WHAT YOU ARE ASKED TO DO:
Please copy the material word for word from its first line through the line that contains "box: [0, 13, 37, 31]", including that line. Leave the pictures out.

RECORDS FOR THIS EXERCISE:
+ + + + +
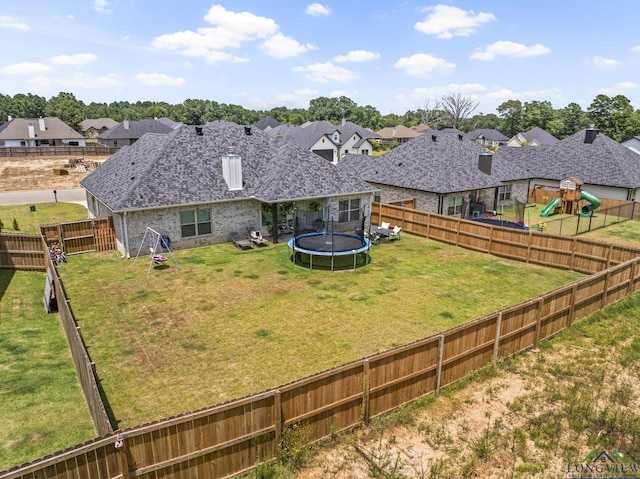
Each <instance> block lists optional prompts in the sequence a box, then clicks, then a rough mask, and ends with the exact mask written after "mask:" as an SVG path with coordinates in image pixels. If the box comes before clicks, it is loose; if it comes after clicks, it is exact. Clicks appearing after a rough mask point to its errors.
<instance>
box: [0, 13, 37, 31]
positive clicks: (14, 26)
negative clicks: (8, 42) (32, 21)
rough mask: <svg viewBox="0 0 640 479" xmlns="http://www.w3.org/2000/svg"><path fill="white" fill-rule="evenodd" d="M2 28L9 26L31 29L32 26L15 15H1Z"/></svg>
mask: <svg viewBox="0 0 640 479" xmlns="http://www.w3.org/2000/svg"><path fill="white" fill-rule="evenodd" d="M0 28H9V29H11V30H24V31H27V30H31V27H29V25H27V24H26V23H22V22H19V21H18V20H16V19H15V18H13V17H7V16H5V15H0Z"/></svg>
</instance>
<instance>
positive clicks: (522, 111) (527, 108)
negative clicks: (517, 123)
mask: <svg viewBox="0 0 640 479" xmlns="http://www.w3.org/2000/svg"><path fill="white" fill-rule="evenodd" d="M522 115H523V125H522V128H523V131H528V130H530V129H531V128H535V127H536V126H537V127H538V128H542V129H543V130H545V131H546V130H547V124H548V123H549V122H550V121H552V120H553V119H554V118H555V111H554V110H553V107H552V106H551V102H548V101H535V100H534V101H528V102H525V103H524V107H523V110H522Z"/></svg>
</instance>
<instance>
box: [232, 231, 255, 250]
mask: <svg viewBox="0 0 640 479" xmlns="http://www.w3.org/2000/svg"><path fill="white" fill-rule="evenodd" d="M230 236H231V241H232V242H233V244H234V246H235V247H236V248H238V249H251V248H253V245H252V244H251V242H250V241H248V240H246V239H244V238H242V237H241V236H240V234H239V233H238V232H236V231H233V232H232V233H231V234H230Z"/></svg>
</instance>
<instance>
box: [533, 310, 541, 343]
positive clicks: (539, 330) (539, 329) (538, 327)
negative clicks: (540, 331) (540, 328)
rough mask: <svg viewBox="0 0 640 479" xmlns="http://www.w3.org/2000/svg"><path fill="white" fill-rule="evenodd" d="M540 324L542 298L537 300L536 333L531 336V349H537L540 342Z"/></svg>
mask: <svg viewBox="0 0 640 479" xmlns="http://www.w3.org/2000/svg"><path fill="white" fill-rule="evenodd" d="M541 323H542V298H540V299H538V309H537V311H536V332H535V333H534V335H533V347H534V348H536V347H538V341H539V340H540V325H541Z"/></svg>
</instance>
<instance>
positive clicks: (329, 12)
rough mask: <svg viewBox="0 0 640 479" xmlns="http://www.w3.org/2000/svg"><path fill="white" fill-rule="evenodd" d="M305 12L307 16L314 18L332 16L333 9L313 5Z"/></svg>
mask: <svg viewBox="0 0 640 479" xmlns="http://www.w3.org/2000/svg"><path fill="white" fill-rule="evenodd" d="M304 12H305V13H306V14H307V15H312V16H314V17H319V16H322V15H331V9H330V8H329V7H328V6H326V5H322V4H321V3H312V4H311V5H309V6H307V8H306V9H305V11H304Z"/></svg>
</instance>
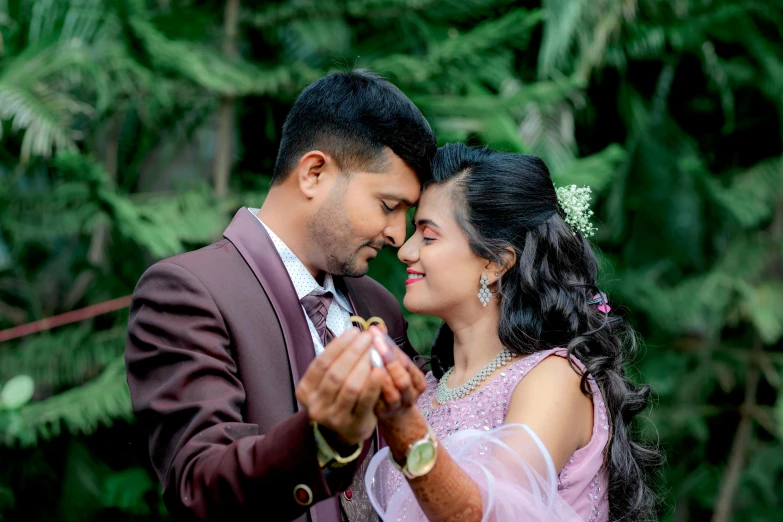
+ + + + +
EXERCISE RESPONSE:
Each <instance> block lists optional prompts in the sequence a box, then clicks, then a rough mask, and ends with the exact mask written after "mask:" as an SVG path with coordinates in image pixels. If the box comes before clicks, it is loose; if it comes after clicks, it is exact. Clicks appearing after a rough mask point to its errors.
<instance>
box: [0, 13, 37, 31]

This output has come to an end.